Verilen Görev 1>
Florance Chadwick'in Catalina Adası'ndan Kaliforniya'ya yüzüşünü anlatan metni iki cümleyle özetleyin.
Verilen Görev 2>
Lütfen Florance Chadwick'in yüzüşünü anlatan metinden "Vazgeçmesinin sebebi, ne" ile "saat farkla geçerek." arasındaki kısmı, bu ifadeler de dahil olmak üzere aynen aktarın.

━━━━━ Sağlanan Metin ━━━━━

4 Temmuz 1952 günü 34 yaşında bir kadın, Pasifik Okyanusunda, Catalina Adasından 30 kilometre batıya, Kaliforniya’ya doğru yüzmeye başladı. Eğer başarılı olursa, bunu yapan ilk kadın olacaktı. Adı, Florance Chadwick olan bu yüzücü, Manş Denizini her iki yönden geçen ilk kadındı. O sabah göz gözü görmüyordu, sis o kadar yoğundu ki, beraberindeki tekneleri güçlükle seçebiliyordu. Su, vücudu uyuşturacak kadar soğuktu; milyonlarca insan televizyonlarında onu izliyordu. Köpek balıklarını ve dondurucu soğuğun etkisini hiçe sayarak 15 saat yüzdü. Hedefine çok az kalmıştı, ancak dayanamayıp bırakmak istedi. Yakınındaki bir teknede bulunan antrenörü ve annesi, karaya çok yaklaştıklarını ve devam etmesini söyledilerse de o, sudan çıkmakta kararlıydı. Azimli yüzücü Kaliforniya kıyısına YARIM MİL kala sudan çıkışının sebebini şöyle açıkladı: “KIYIYI GÖREBİLSEYDİM, BAŞARABİLİRDİM!”
Vazgeçmesinin sebebi, ne yorgunluk ne de soğuktu. Tek sebep sis yüzünden karayı görememekti. Bir şeyi başarabilmek için, ortada gözle görülür bir hedef olmalıydı. İki ay sonra Florance tekrar denedi. Bu defa hava çok soğuk olmasına rağmen sis yoktu, ufuk açık ve net şekilde karayı görebiliyordu. Florance, hedefine yaklaştığında karayı görebilmeye başlamıştı. Florance kıyıya ulaşmak için kulaçlarını attı ve başardı. Catalina Kanalını geçen ilk kadın ünvanını kazandı. Hem de erkeklerin rekorunu iki saat farkla geçerek.

━━━━━ Sağlanan Malzeme ━━━━━

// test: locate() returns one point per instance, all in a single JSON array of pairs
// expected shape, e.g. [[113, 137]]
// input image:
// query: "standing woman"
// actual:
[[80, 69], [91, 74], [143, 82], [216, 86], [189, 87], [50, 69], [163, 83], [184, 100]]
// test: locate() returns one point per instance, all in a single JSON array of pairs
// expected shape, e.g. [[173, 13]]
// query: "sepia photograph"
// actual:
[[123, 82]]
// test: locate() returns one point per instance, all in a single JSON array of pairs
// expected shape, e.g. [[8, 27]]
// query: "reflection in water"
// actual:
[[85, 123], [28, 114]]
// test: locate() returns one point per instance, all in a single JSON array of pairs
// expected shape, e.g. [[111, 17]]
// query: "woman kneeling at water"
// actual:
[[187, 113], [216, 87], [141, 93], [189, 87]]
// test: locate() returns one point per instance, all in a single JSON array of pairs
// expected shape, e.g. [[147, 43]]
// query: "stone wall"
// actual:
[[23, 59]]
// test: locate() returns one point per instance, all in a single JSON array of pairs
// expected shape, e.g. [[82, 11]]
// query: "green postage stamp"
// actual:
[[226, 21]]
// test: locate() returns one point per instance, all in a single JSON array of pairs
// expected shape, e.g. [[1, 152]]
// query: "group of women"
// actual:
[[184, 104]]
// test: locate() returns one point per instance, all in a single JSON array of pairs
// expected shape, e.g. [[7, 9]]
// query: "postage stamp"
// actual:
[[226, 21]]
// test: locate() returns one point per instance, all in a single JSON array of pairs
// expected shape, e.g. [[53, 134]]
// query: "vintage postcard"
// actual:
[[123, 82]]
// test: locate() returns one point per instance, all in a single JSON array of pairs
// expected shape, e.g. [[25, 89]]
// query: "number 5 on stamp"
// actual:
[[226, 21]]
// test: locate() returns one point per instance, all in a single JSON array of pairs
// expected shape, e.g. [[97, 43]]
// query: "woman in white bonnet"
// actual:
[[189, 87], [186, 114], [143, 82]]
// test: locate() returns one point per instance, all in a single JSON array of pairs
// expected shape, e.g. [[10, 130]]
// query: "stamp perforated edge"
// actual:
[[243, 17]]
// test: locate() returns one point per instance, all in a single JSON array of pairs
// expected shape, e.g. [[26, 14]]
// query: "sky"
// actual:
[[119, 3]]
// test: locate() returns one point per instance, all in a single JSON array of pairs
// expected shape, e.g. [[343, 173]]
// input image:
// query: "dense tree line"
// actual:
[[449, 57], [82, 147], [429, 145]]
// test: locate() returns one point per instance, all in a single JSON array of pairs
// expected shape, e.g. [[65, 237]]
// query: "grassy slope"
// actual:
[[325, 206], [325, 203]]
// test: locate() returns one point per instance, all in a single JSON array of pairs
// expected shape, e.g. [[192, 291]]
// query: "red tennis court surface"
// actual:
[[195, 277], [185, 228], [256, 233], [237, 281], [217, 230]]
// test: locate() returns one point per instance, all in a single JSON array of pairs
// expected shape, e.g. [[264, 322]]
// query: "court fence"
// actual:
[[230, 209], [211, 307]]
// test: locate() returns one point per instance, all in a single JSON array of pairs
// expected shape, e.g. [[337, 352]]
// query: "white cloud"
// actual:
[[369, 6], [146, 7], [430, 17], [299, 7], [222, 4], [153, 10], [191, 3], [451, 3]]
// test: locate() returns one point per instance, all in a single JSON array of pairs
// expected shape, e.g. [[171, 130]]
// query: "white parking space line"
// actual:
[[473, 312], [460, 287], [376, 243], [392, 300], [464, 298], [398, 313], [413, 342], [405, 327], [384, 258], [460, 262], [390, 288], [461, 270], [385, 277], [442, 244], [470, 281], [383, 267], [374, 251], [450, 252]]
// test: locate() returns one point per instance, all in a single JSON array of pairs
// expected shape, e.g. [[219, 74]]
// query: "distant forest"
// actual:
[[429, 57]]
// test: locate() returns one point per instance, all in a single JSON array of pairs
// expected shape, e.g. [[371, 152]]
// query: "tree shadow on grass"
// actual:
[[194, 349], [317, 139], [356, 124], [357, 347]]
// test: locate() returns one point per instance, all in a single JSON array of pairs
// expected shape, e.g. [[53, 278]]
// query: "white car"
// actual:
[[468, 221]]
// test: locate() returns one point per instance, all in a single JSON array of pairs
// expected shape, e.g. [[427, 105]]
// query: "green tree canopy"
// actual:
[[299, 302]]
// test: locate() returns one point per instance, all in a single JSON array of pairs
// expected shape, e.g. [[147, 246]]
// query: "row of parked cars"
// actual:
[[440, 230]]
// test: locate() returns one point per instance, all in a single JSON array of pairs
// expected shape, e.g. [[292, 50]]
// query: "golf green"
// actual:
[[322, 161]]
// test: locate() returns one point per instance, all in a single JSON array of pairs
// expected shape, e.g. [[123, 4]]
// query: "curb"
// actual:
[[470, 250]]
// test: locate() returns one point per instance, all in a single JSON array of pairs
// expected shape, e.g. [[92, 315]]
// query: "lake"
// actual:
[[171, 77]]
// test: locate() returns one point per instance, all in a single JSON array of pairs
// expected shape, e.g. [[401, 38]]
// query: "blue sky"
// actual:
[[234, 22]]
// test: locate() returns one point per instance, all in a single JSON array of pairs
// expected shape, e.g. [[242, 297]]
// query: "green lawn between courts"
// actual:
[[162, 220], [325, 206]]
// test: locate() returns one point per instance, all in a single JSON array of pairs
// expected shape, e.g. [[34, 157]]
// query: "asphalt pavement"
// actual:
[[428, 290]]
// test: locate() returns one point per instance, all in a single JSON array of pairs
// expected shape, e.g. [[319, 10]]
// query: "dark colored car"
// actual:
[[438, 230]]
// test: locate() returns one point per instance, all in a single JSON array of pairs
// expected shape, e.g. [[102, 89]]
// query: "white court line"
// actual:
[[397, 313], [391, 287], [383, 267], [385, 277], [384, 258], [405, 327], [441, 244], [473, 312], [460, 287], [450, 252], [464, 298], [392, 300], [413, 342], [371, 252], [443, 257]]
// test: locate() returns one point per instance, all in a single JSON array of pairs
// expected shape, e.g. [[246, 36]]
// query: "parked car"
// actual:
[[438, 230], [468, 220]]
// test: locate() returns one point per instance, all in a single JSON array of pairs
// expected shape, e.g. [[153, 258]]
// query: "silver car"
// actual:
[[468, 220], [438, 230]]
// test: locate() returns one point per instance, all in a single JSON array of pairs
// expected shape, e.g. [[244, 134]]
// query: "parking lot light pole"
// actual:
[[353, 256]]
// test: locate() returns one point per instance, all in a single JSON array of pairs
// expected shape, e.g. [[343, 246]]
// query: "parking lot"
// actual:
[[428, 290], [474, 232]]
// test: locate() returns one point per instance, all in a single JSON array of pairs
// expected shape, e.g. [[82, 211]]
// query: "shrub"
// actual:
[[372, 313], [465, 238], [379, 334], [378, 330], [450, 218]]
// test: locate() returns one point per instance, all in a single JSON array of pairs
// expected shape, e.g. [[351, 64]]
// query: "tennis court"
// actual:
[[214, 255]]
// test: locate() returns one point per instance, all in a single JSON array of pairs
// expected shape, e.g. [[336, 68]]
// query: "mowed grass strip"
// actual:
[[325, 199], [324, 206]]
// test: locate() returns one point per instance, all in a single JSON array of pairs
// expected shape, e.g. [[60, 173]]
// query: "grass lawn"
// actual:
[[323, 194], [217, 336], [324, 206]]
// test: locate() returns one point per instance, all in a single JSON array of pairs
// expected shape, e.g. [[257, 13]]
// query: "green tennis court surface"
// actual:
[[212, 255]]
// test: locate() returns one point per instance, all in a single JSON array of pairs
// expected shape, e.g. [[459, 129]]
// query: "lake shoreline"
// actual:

━━━━━

Nihai Cevap 1>
1952'de Catalina Adası'ndan Kaliforniya'ya doğru yüzmeye başlayan Florance Chadwick, 15 saat yüzdükten sonra yoğun sis yüzünden karayı göremediği için kıyıya yarım mil kala sudan çıktı. İki ay sonra sissiz bir havada yeniden denedi, karayı görerek Catalina Kanalı'nı geçen ilk kadın oldu ve erkeklerin rekorunu iki saat farkla geçti.

Nihai Cevap 2>
Vazgeçmesinin sebebi, ne yorgunluk ne de soğuktu. Tek sebep sis yüzünden karayı görememekti. Bir şeyi başarabilmek için, ortada gözle görülür bir hedef olmalıydı. İki ay sonra Florance tekrar denedi. Bu defa hava çok soğuk olmasına rağmen sis yoktu, ufuk açık ve net şekilde karayı görebiliyordu. Florance, hedefine yaklaştığında karayı görebilmeye başlamıştı. Florance kıyıya ulaşmak için kulaçlarını attı ve başardı. Catalina Kanalını geçen ilk kadın ünvanını kazandı. Hem de erkeklerin rekorunu iki saat farkla geçerek.